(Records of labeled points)
start

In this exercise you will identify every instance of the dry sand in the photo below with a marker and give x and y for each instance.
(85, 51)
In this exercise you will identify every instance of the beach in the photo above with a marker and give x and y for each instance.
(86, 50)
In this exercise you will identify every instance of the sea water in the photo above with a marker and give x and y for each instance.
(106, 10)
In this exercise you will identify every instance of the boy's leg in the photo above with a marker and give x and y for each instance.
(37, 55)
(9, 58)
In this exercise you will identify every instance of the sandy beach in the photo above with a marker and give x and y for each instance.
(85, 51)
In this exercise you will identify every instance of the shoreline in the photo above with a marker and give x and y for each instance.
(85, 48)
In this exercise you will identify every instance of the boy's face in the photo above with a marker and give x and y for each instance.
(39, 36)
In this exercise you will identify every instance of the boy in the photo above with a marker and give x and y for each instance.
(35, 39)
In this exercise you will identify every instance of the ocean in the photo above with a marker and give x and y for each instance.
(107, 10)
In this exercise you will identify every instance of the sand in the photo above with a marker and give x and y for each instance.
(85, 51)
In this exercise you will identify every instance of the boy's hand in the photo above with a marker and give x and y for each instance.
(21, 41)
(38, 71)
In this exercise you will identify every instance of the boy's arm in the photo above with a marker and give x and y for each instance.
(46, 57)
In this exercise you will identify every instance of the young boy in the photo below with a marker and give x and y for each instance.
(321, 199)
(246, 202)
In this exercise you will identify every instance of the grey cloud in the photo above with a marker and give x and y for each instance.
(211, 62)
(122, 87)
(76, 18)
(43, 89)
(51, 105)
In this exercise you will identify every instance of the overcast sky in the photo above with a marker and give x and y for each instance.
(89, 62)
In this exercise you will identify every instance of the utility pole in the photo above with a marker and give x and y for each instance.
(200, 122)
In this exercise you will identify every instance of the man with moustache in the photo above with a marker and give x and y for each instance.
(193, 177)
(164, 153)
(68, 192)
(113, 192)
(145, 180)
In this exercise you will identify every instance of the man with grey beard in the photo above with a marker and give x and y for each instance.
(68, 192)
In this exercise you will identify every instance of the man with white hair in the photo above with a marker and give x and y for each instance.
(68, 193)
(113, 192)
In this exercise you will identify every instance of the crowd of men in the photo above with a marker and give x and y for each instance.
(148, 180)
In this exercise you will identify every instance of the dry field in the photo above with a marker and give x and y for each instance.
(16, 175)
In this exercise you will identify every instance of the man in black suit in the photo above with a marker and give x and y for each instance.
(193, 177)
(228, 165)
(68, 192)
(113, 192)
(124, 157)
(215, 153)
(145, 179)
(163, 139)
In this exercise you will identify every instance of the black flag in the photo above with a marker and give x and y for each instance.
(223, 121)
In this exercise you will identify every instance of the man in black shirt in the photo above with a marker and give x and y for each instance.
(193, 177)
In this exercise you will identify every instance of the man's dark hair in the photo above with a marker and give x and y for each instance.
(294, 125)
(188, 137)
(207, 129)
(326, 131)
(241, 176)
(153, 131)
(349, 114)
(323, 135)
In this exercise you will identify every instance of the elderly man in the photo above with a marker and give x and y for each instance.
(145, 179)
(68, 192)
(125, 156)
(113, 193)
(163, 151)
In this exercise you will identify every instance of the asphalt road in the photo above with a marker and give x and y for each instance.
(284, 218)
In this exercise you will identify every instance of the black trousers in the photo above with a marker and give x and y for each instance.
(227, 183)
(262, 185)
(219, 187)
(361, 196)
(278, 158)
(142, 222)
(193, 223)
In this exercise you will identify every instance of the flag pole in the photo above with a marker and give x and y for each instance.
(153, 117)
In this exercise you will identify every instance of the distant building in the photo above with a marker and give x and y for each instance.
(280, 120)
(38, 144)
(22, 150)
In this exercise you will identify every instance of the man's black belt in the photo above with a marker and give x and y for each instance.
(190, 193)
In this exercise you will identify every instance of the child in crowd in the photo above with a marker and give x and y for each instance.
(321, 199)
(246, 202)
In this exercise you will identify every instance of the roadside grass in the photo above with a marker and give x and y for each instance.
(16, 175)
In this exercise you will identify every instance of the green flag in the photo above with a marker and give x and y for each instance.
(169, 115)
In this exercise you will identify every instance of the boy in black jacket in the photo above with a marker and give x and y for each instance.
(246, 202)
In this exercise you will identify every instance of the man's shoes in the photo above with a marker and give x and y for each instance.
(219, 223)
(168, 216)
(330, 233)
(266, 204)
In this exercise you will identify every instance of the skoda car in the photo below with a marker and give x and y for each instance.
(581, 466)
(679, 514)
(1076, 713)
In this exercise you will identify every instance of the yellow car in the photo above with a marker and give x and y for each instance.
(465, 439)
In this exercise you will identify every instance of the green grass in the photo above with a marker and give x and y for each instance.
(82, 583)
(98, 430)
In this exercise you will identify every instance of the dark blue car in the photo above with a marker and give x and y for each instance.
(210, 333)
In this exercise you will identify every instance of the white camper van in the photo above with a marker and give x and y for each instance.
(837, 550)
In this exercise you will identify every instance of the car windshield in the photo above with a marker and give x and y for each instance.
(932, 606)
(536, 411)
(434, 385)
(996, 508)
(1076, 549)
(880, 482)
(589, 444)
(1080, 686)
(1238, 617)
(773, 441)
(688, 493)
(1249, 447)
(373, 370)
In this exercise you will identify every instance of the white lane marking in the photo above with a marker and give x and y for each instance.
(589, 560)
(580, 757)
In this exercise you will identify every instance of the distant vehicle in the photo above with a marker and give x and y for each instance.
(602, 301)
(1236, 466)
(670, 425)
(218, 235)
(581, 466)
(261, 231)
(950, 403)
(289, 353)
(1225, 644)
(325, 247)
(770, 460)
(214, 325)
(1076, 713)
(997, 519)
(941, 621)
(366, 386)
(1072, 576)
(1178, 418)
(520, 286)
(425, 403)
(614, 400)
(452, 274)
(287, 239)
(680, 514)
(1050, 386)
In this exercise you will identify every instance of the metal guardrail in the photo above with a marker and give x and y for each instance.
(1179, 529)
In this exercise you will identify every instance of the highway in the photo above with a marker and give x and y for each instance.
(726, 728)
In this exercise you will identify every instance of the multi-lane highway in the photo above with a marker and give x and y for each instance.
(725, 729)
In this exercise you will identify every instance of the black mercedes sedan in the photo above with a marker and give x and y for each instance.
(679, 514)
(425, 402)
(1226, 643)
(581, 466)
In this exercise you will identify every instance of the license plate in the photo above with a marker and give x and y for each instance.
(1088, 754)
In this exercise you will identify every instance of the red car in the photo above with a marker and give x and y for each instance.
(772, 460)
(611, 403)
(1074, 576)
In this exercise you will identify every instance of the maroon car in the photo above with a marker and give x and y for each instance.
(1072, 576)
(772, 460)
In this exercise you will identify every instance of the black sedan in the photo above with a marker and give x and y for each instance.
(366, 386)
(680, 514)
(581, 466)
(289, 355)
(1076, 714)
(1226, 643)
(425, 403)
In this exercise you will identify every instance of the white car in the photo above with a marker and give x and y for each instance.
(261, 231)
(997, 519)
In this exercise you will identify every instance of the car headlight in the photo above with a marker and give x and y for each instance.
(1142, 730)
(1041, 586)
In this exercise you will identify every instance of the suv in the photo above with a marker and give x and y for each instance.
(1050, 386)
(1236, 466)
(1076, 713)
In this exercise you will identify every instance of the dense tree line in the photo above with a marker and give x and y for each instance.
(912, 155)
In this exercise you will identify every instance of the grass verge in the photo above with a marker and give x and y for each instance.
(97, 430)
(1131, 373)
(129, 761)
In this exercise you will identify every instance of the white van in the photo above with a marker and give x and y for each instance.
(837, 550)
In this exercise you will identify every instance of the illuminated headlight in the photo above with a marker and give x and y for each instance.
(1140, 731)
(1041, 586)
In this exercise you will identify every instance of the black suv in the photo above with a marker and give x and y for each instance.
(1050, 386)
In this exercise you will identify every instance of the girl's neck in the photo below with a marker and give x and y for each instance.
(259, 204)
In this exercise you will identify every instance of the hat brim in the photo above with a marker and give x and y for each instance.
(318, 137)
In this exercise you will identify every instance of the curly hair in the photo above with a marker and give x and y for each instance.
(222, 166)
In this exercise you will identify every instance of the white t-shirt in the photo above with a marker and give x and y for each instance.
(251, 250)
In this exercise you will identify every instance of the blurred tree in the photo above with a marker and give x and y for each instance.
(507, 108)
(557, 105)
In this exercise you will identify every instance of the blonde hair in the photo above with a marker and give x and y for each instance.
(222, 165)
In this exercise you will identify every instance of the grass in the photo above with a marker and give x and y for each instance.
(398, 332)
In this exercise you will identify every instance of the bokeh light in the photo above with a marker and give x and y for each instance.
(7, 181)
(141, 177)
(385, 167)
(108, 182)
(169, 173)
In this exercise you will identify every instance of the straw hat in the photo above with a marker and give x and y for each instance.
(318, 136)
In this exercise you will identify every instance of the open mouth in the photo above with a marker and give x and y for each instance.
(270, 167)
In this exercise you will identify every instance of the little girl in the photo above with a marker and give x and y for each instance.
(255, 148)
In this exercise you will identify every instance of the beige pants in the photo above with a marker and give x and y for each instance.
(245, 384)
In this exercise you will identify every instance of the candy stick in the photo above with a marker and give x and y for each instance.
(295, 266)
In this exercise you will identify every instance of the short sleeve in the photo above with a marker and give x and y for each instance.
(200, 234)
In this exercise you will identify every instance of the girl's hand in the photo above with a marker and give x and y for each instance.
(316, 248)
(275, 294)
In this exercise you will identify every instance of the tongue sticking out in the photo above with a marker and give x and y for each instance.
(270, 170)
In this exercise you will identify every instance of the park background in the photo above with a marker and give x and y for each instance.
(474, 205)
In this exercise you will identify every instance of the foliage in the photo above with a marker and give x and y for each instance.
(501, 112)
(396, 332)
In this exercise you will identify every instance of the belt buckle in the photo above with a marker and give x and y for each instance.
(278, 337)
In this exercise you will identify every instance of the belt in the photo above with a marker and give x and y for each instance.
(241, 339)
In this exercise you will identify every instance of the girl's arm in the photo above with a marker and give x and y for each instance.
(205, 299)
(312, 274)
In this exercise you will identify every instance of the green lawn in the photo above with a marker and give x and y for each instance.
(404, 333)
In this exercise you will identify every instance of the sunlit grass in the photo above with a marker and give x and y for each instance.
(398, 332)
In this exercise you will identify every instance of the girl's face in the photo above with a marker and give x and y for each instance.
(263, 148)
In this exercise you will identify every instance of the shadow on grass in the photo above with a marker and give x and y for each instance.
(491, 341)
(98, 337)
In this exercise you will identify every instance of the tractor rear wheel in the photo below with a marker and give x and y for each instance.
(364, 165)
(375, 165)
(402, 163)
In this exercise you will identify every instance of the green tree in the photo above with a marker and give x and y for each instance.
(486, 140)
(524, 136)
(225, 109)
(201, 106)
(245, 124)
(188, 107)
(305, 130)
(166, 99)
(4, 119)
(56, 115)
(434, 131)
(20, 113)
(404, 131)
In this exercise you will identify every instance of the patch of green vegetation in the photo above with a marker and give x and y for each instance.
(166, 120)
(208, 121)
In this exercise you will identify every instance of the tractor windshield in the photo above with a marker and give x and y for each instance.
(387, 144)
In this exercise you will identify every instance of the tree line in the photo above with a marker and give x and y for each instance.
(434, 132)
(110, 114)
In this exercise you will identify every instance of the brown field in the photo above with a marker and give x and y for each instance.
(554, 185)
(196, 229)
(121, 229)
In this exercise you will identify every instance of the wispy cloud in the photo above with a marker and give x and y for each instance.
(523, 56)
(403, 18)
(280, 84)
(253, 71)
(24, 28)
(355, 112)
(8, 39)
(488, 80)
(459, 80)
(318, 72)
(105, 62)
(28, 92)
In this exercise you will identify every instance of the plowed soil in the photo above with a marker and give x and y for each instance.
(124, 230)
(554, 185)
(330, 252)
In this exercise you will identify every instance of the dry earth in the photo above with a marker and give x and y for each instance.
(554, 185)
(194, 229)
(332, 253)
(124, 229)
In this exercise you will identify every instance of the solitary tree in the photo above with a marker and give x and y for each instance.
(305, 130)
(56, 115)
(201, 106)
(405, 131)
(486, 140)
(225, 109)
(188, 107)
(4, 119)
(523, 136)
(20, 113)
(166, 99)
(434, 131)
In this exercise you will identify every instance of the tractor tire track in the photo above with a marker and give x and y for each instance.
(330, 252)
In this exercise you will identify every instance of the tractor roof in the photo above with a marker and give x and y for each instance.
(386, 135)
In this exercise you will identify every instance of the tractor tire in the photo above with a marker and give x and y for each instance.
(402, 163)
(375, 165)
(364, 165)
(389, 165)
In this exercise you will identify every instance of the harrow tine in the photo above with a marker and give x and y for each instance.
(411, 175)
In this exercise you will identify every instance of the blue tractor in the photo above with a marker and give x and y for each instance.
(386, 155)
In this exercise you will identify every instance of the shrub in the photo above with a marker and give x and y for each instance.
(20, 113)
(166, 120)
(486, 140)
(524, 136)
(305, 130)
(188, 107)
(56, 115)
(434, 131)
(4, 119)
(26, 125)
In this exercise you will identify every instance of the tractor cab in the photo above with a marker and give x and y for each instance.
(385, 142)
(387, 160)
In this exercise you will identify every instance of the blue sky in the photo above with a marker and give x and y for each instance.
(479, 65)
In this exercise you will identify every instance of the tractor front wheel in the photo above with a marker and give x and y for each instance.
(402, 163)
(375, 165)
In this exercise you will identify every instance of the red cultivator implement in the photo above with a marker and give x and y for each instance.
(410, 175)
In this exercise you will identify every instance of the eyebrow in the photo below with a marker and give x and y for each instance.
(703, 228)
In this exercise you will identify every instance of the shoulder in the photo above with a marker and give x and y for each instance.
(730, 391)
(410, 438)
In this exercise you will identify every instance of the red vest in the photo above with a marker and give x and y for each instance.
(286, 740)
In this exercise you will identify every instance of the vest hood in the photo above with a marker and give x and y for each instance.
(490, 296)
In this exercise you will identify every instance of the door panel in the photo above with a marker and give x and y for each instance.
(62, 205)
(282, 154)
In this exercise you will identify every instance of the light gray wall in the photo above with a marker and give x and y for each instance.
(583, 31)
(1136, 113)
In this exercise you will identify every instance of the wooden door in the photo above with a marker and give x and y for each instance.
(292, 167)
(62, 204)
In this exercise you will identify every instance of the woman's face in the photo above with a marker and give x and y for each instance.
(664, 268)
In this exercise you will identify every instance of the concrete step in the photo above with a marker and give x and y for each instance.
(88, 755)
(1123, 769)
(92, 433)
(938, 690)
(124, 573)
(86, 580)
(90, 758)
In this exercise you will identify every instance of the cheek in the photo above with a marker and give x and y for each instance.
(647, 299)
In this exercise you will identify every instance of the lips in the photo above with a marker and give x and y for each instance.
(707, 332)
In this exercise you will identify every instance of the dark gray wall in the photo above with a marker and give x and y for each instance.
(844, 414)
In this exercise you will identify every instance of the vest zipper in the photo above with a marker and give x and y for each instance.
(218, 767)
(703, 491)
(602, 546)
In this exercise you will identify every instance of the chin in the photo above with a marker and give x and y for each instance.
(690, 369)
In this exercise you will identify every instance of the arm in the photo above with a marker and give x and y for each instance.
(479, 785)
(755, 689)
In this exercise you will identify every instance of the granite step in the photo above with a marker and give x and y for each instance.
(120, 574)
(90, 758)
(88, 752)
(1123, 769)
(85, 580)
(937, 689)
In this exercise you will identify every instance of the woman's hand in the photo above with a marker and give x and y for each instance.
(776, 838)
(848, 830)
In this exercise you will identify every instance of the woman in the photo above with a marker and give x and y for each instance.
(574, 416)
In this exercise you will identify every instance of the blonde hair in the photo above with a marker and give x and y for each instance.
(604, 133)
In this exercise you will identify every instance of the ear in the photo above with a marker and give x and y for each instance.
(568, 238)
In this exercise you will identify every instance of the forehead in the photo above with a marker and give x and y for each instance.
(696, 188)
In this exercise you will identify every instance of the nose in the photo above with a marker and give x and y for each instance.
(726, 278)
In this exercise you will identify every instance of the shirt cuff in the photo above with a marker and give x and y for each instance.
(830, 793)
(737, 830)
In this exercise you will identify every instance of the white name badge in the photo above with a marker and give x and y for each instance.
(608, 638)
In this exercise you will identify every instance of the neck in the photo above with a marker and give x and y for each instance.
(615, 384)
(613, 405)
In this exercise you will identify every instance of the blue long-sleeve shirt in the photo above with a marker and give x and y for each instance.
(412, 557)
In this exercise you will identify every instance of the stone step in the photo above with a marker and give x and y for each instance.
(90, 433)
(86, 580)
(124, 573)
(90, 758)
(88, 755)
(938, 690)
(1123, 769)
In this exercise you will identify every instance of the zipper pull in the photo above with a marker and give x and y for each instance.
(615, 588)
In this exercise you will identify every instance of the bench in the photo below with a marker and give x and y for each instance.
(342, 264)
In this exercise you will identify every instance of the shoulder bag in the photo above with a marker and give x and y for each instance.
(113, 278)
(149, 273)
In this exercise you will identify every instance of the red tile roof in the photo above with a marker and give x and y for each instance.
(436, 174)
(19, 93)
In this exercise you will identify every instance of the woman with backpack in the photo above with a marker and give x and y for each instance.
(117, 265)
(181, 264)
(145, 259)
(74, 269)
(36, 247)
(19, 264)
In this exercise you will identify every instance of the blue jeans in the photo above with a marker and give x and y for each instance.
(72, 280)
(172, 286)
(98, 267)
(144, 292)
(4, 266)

end

Return exactly the lines of the data, and only those, from the line with "the red tile" through the last line, inclusive.

In this exercise you will identify every instance of the red tile roof in the photo above with a marker and give x and y for each instance.
(436, 174)
(19, 93)
In this exercise you will identify every instance of the woman with backpack in the photo above with a marker and give x and y for each instance.
(117, 265)
(181, 264)
(145, 259)
(74, 269)
(36, 247)
(19, 264)
In this exercise you will identify every instance of the blue jeans in the photo above with a marker and give x and y for each instance.
(72, 280)
(172, 286)
(98, 267)
(144, 292)
(4, 266)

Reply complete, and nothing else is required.